■ **What this task involves**: Quote the material below word for word, starting at the line that contains "of the blurred" and ending after the line that contains "column 291, row 573".

■ **Data section**:
☆ ☆ ☆

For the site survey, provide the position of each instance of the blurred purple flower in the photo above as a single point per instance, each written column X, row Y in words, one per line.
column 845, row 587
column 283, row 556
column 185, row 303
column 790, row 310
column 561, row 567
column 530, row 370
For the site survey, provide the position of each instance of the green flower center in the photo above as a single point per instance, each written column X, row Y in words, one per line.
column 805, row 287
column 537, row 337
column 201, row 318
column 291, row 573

☆ ☆ ☆

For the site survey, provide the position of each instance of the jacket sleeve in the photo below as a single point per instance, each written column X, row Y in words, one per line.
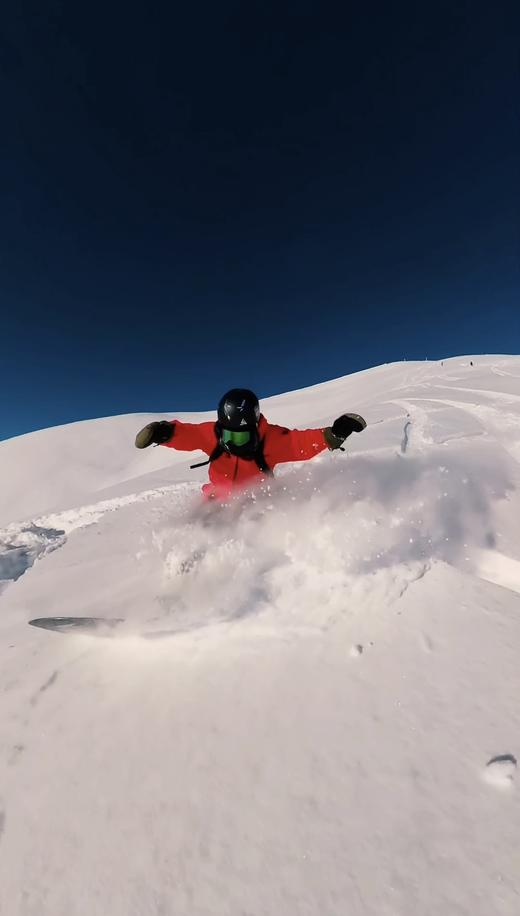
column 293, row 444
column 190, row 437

☆ ☆ ☆

■ **Reply**:
For the site survey, provide the position of each instance of the blurred purple flower in the photo above as a single point per instance, each written column X, row Y in words, one per line.
column 845, row 587
column 283, row 556
column 185, row 303
column 790, row 310
column 561, row 567
column 530, row 370
For the site survey, provide the position of each instance of the green flower center in the photo above as a single point per instance, each written column X, row Y in words, one per line.
column 805, row 287
column 537, row 337
column 201, row 318
column 291, row 573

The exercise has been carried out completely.